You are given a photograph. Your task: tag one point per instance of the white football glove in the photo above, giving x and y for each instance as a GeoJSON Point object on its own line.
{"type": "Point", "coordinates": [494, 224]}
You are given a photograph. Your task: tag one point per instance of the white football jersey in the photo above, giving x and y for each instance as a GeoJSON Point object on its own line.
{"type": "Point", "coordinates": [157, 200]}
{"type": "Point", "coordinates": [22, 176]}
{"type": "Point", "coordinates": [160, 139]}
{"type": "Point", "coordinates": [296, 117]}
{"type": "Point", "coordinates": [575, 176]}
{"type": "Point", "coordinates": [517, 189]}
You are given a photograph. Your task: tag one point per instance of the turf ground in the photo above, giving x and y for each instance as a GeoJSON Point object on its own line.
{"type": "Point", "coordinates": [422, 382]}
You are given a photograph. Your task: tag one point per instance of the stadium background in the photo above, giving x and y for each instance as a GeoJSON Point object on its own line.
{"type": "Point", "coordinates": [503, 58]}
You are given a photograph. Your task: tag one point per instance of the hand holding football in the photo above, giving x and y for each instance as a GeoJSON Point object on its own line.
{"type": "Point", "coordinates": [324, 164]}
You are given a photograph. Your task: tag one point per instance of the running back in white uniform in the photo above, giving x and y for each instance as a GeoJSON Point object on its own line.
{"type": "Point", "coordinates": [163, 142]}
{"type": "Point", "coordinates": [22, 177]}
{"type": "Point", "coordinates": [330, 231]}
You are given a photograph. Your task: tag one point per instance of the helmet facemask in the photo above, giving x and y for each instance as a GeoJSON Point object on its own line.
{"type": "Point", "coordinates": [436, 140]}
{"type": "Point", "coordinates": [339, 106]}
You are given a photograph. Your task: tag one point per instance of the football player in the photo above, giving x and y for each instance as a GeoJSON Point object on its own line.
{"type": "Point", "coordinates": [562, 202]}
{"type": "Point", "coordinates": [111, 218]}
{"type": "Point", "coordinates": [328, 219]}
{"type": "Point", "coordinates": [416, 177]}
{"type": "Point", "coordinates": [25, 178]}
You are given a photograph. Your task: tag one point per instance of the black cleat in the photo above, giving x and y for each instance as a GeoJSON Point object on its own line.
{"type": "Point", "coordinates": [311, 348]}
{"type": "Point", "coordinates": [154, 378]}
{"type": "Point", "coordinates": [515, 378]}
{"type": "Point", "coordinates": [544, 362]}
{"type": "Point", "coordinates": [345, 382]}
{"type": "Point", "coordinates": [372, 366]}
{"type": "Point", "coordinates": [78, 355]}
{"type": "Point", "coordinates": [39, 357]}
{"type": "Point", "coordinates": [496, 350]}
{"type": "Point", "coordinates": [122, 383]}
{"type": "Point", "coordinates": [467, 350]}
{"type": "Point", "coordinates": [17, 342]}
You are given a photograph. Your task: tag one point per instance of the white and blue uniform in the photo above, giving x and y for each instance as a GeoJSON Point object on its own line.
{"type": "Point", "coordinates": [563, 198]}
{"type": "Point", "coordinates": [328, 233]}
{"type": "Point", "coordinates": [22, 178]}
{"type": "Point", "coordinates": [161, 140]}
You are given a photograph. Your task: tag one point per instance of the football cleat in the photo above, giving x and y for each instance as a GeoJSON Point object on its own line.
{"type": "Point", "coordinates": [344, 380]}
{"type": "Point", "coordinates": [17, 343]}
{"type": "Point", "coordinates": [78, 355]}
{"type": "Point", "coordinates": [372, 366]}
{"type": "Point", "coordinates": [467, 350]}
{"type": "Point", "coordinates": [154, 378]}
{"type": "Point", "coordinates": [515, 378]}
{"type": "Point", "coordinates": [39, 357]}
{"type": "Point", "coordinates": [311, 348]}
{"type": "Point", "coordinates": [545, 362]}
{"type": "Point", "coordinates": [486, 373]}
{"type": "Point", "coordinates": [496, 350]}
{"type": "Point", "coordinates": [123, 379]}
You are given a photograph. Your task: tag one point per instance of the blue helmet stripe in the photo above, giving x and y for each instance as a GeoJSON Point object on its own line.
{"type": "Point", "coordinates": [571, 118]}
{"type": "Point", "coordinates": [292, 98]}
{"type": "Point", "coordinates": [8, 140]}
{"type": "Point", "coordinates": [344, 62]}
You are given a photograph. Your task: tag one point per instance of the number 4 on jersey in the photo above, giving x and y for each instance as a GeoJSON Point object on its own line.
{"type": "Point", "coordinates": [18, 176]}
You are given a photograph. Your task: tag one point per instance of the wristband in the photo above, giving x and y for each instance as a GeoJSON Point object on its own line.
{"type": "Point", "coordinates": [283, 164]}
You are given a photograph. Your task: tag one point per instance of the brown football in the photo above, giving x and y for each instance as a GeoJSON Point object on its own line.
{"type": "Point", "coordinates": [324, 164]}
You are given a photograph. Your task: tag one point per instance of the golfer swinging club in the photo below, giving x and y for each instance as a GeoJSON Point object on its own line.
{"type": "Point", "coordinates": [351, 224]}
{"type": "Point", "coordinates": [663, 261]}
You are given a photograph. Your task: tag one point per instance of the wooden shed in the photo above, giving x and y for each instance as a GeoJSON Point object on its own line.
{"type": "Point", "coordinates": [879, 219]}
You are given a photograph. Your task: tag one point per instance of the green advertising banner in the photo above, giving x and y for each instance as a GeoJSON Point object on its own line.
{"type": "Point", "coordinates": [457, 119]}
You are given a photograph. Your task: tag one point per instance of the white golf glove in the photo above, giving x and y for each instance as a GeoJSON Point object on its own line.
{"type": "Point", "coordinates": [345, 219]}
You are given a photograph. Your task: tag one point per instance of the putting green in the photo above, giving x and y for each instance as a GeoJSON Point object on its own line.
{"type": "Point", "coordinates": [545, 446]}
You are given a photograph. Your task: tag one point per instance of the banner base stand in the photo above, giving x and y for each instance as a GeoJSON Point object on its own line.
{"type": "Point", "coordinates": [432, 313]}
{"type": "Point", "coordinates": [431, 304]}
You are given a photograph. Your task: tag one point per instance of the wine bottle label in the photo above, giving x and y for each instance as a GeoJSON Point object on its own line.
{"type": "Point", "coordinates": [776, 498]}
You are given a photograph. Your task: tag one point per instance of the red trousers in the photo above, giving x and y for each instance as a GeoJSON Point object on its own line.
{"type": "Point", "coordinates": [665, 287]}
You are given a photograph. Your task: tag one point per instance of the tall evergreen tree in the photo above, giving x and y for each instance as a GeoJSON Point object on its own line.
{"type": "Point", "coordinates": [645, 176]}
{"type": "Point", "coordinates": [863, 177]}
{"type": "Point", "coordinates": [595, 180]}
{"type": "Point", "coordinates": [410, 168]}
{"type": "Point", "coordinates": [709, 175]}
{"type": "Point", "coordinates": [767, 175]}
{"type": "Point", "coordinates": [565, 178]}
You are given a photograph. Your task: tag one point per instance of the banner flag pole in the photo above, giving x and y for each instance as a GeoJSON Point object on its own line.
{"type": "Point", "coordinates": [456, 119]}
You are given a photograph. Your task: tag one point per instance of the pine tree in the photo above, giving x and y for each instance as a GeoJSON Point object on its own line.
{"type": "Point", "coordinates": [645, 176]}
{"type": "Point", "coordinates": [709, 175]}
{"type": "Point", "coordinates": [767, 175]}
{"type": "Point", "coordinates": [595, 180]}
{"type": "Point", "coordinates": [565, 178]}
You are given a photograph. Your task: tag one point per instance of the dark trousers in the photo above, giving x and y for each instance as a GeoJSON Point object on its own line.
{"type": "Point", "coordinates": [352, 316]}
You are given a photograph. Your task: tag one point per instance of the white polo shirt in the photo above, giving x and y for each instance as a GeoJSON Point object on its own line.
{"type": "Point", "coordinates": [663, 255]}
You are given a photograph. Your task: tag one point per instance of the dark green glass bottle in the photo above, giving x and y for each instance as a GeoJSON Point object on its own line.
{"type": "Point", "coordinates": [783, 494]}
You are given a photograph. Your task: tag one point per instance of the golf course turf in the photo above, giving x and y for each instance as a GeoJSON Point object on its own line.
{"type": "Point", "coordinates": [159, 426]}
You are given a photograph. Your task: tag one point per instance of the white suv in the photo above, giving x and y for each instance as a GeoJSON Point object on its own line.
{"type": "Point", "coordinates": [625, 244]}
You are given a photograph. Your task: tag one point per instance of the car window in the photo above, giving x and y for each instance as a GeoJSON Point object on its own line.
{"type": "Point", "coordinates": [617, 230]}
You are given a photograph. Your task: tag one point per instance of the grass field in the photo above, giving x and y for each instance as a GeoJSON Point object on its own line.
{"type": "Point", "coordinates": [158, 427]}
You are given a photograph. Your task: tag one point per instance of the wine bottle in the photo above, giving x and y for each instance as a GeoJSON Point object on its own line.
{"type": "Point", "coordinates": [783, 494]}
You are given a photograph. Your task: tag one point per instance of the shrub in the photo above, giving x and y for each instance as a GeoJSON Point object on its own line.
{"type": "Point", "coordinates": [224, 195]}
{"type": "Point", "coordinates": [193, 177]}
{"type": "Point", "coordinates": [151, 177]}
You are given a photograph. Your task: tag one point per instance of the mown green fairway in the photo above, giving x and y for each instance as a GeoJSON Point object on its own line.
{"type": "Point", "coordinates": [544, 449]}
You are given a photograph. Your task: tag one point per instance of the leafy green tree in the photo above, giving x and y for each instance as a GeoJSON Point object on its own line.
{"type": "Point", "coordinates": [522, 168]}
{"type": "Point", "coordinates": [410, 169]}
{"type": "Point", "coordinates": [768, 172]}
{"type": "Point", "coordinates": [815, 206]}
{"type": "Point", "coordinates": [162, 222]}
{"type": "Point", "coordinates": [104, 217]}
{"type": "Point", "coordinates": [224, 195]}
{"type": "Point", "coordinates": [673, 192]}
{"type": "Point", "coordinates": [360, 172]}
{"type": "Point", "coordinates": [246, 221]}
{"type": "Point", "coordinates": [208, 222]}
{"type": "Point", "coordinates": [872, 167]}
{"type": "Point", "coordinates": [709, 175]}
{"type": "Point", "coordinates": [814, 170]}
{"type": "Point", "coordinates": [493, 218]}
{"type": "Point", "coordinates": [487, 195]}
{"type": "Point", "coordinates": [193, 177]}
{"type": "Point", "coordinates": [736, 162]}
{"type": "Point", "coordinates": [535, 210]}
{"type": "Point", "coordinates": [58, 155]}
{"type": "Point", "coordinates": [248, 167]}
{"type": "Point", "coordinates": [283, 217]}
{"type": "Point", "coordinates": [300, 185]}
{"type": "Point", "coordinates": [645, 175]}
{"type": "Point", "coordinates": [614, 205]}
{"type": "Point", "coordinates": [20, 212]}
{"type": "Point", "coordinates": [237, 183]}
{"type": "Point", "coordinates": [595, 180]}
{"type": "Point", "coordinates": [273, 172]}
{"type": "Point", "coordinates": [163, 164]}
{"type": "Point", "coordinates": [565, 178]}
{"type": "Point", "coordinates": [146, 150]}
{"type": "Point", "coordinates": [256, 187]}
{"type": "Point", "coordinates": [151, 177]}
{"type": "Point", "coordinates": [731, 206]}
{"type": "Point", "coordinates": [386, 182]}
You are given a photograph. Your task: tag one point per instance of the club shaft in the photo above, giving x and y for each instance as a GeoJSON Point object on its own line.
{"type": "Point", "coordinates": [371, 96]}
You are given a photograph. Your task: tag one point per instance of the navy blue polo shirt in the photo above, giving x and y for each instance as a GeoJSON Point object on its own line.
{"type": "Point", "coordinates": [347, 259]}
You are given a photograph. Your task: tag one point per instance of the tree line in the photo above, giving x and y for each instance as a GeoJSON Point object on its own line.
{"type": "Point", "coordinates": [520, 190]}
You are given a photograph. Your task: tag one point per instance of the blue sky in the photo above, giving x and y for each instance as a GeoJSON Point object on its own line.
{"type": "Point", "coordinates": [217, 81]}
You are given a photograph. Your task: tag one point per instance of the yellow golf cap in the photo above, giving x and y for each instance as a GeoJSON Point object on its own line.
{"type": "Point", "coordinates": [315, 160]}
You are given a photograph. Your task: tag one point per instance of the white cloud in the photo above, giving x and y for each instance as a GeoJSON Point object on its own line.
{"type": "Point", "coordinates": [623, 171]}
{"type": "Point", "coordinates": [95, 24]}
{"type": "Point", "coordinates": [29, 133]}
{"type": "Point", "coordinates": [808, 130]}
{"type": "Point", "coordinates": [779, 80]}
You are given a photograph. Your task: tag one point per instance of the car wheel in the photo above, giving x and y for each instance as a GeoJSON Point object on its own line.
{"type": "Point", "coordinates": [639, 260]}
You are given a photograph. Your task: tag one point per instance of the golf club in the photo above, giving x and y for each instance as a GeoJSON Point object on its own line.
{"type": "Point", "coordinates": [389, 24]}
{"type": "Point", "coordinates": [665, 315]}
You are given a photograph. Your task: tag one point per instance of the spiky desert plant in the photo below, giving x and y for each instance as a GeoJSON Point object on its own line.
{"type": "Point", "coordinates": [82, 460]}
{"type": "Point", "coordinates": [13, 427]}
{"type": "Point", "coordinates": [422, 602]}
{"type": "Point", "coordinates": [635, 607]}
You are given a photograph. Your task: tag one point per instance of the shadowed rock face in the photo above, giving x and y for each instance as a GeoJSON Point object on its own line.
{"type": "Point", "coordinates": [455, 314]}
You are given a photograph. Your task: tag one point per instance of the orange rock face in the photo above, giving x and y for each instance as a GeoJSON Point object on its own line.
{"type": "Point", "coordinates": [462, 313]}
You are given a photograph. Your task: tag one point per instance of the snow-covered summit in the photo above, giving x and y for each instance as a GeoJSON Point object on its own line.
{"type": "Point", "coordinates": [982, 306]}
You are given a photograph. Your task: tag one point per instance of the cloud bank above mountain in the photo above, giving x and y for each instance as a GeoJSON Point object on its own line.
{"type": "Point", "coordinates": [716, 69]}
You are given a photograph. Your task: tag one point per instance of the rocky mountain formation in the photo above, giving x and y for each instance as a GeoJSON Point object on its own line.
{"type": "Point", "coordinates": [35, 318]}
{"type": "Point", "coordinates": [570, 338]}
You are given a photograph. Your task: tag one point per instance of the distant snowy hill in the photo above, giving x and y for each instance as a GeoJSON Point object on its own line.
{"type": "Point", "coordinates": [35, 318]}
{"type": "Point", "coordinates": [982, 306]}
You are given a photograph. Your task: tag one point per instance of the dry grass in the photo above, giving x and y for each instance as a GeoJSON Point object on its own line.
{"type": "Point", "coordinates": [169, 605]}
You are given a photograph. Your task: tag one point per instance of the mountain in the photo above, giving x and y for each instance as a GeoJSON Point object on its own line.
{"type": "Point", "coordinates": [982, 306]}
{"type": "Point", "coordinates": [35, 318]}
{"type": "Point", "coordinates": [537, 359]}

EXERCISE PROMPT: Rewrite every line from the one containing "of the mountain" through the end of the items, inclusive. Keep each line of wording unchanged, but multiply every coordinate in the answer points by 0.65 and round it to the nearest whole number, with halves rounded up.

OUTPUT:
You are given a photograph. Your task: tag one point per instance of the mountain in the photo above, giving x and y for each instance as a GeoJSON Point object on its own line.
{"type": "Point", "coordinates": [638, 199]}
{"type": "Point", "coordinates": [23, 207]}
{"type": "Point", "coordinates": [349, 233]}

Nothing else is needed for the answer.